Assignment:
Extend the summary of the gradient-based graph method for selecting instruction tuning data, starting right after its final sentence.

Document passage:
Beyond Similarity: A Gradient-based Graph Method for Instruction Tuning Data Selection
Yang Zhao, Li Du, Xiao Ding, Yangou Ouyang, Hepeng Wang, Kai Xiong, Jinglong Gao, Zhouhao Sun, Dongliang Xu, Yang Qing, Dongchen Li, Bing Qin, Ting Liu
TL;DR
G2IS introduces a gradient-based instruction graph to capture the joint distribution and interdependencies among instructions for data selection in domain-specific instruction tuning. By computing momentum-adjusted training gradients and SGD-based validation gradients, and constructing a graph with nodes as gradient representations and edges weighted by cosine similarity, it enables a gradient walk to select training samples aligned with a core knowledge extracted via PCA. The method demonstrates strong data efficiency, often matching or surpassing full-data instruction tuning with only 1% of the data, and shows robust gains on multi-task and complex reasoning tasks. This approach offers a scalable path to efficient, domain-specific LLM adaptation with reduced data requirements.

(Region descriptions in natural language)
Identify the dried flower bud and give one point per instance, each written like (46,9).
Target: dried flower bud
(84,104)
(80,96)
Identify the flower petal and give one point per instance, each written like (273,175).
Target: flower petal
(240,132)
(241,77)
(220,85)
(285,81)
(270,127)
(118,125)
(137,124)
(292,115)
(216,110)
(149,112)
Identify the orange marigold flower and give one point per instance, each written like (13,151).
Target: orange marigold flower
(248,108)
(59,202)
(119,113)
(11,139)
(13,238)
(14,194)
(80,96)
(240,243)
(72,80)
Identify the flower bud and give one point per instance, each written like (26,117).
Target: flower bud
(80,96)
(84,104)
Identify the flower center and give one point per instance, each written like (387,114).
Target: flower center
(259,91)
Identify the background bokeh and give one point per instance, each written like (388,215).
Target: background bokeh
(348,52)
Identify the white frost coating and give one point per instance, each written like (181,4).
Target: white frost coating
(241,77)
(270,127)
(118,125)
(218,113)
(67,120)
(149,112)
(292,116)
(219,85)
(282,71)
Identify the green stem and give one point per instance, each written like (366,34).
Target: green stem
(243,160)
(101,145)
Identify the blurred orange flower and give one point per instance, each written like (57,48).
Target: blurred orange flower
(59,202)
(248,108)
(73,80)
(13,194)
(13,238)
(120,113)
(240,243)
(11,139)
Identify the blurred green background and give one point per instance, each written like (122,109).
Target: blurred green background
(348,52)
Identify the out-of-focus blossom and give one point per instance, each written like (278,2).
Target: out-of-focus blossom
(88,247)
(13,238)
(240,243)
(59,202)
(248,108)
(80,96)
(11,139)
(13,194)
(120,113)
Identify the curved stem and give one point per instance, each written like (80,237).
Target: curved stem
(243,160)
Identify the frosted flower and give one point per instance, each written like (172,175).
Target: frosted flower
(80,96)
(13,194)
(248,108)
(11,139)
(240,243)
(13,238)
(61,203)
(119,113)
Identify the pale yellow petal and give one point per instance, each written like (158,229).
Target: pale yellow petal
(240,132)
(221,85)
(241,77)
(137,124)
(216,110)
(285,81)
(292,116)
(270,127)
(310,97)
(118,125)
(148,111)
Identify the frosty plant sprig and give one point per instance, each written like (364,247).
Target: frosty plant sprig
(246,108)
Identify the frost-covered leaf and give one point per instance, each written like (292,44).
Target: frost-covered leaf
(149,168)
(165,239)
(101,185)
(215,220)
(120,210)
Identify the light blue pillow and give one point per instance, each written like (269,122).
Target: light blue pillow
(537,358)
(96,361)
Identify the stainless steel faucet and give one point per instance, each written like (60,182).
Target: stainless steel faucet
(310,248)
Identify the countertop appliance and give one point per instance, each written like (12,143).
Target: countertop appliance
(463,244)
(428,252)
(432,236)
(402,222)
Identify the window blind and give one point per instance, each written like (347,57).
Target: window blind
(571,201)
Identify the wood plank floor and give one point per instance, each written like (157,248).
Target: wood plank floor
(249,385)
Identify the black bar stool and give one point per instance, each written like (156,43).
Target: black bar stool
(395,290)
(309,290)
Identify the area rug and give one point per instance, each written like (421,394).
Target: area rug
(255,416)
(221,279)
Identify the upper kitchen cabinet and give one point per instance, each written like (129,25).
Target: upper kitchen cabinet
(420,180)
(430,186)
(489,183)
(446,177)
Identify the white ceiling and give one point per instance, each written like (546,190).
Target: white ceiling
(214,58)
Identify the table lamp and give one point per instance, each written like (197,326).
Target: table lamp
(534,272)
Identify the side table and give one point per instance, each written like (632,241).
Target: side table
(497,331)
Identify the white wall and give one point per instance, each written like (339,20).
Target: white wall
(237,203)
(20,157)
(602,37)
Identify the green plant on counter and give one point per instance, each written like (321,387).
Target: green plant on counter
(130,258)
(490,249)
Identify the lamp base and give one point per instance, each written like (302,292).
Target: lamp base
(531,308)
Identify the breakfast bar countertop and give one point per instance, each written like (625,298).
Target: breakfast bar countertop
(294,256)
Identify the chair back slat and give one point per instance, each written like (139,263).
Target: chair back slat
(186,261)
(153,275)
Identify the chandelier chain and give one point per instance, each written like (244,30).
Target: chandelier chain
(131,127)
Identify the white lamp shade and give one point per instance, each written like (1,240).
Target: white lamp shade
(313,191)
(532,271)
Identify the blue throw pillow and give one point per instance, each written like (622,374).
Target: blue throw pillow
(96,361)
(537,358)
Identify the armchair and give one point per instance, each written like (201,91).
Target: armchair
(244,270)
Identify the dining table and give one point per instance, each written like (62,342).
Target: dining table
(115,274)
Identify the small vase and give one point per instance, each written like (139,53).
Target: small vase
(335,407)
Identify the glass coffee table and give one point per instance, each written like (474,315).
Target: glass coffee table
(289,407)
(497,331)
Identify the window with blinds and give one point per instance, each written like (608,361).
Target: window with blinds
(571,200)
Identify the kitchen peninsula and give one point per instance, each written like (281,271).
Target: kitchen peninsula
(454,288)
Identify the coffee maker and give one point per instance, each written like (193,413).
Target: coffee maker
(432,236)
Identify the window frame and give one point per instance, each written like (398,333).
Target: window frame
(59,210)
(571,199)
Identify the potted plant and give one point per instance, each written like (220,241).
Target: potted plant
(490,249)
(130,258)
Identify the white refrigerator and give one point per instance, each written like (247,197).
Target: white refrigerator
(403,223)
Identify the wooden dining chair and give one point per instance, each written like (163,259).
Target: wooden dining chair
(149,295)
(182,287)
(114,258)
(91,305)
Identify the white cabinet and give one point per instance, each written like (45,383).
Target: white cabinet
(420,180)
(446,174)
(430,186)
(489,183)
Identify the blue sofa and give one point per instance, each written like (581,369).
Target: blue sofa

Answer box:
Abstract
Large language models (LLMs) have shown great potential across various industries due to their remarkable ability to generalize through instruction tuning. However, the limited availability of domain-specific data significantly hampers their performance on specialized tasks. While existing methods primarily focus on selecting training data from general datasets that are similar to the target domain, they often fail to consider the joint distribution of instructions, resulting in inefficient learning and suboptimal knowledge transfer. To address these challenges, we introduce G2IS (Gradient-based Graph Instruction Selection), a novel method that constructs a mixed gradient-based instruction graph to capture the joint distribution and interdependencies between instructions. By accounting for the relationships between instructions, G2IS improves domain adaptation efficiency. Additionally, we propose a gradient walk algorithm to refine the data selection process, enhancing both training effectiveness and efficiency. Our experiments demonstrate that G2IS outperforms traditional methods across various domain adaptation tasks, yielding significant performance gains, particularly in complex, data-scarce scenarios. These results underscore the potential of G2IS in advancing the development of large, domain-specific models.